WHAT THE TASK ASKS:
Using the enzyme kinetics flashcards, decide whether each statement agrees with the text, answering yes or no and quoting the deciding words: (a) Cells have to work at about 310K. (b) Enzymes speed up reactions by raising the temperature. (c) Being specific means an enzyme changes the rate of a limited set of reactions.

PROVIDED PASSAGE:
+-------+
Enzyme Kinetics & Inhibitors Flashcards
Why is the rate of biological reactions important?
Most cellular chemicals are unstable but rely on the rate of their breakdown being too slow to matter (without catalysis).
-some diseases are caused by imbalances in the rates at which reactions are taking place.
How can you speed up a reaction?
- increase temp
- increase pressure
- change pH
- BUT cells have to work at pH 7.0, at ~310K, and at room pressure.
- therefore you must lower the transition state energy.
How do enzymes increase the rate of reactions?
reduce the transition state energy for a reaction.
Give the general properties of enzymes.
- catalytic = ends in the state that it started
- specific = changes the rate of a limited set of reactions
- fast = most reactions need to be speeded up by many orders of magnitude
Why proteins as enzymes?
- proteins are good at accommodating different reactants so that the protein itself is not changed in the reaction (catalytic).
- 20 amino acids offers a wide possibility of differences in shape (specific).
+-------+
EXTRACTED MATERIAL:

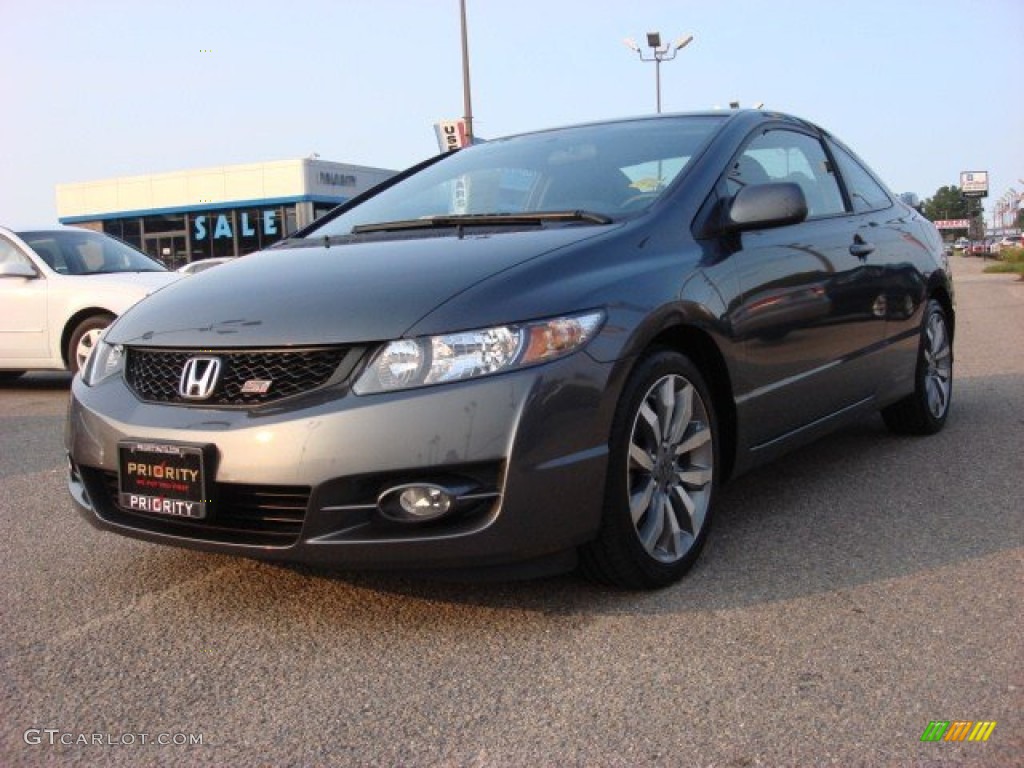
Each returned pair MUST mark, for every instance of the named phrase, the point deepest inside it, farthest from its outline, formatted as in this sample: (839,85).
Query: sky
+-------+
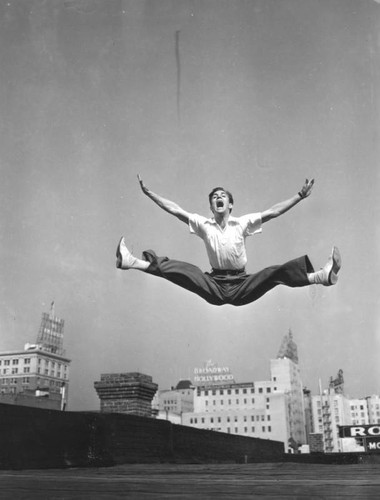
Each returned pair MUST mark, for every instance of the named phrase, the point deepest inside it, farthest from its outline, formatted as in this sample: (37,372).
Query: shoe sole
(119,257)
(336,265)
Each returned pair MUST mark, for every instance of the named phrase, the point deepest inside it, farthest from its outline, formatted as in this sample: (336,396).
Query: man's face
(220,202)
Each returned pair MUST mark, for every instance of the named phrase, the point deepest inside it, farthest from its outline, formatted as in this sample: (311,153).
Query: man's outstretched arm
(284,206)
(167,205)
+-------+
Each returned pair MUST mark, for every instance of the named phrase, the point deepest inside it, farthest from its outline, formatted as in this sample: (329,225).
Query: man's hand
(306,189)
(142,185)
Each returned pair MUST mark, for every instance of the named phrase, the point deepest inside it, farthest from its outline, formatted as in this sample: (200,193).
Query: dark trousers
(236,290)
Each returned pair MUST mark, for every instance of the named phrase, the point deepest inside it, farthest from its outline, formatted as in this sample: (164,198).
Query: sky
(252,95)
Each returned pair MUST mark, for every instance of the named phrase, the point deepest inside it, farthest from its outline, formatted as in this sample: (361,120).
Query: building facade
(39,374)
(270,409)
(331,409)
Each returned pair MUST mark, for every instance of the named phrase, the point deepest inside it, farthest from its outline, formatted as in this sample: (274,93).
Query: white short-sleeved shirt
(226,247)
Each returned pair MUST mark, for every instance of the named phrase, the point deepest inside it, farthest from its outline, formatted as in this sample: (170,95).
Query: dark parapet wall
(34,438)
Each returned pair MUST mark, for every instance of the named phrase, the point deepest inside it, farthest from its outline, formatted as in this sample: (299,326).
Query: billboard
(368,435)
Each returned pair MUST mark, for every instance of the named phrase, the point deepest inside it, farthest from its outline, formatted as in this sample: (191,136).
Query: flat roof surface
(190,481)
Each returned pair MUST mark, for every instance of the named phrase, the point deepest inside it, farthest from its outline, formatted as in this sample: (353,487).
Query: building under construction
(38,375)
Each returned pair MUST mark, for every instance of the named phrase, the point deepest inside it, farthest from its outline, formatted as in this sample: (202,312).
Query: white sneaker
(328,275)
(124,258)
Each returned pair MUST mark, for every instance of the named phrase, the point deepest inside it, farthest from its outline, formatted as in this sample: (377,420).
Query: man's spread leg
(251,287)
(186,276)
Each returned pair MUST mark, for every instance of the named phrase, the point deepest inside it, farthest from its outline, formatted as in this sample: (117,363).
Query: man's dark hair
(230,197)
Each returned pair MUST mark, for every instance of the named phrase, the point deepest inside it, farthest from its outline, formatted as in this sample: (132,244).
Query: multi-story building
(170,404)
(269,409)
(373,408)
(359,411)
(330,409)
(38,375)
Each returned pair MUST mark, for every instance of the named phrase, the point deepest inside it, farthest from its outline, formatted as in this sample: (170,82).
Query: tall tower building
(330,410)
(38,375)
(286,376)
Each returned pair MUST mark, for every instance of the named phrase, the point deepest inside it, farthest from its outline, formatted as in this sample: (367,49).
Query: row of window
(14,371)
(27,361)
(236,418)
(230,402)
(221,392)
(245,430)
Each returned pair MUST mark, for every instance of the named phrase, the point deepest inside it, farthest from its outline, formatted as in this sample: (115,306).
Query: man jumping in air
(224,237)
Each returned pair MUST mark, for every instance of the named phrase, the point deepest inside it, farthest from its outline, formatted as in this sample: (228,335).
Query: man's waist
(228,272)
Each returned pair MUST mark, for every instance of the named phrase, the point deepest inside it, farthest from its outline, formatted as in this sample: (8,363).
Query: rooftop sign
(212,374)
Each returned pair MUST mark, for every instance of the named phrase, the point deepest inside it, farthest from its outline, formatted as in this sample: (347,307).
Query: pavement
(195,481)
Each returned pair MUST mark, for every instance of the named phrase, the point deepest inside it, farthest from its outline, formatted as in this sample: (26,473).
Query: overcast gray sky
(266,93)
+-------+
SOLUTION TO THIS EXERCISE:
(a) Yes: "BUT cells have to work at pH 7.0, at ~310K, and at room pressure."
(b) No: "reduce the transition state energy for a reaction."
(c) Yes: "specific = changes the rate of a limited set of reactions"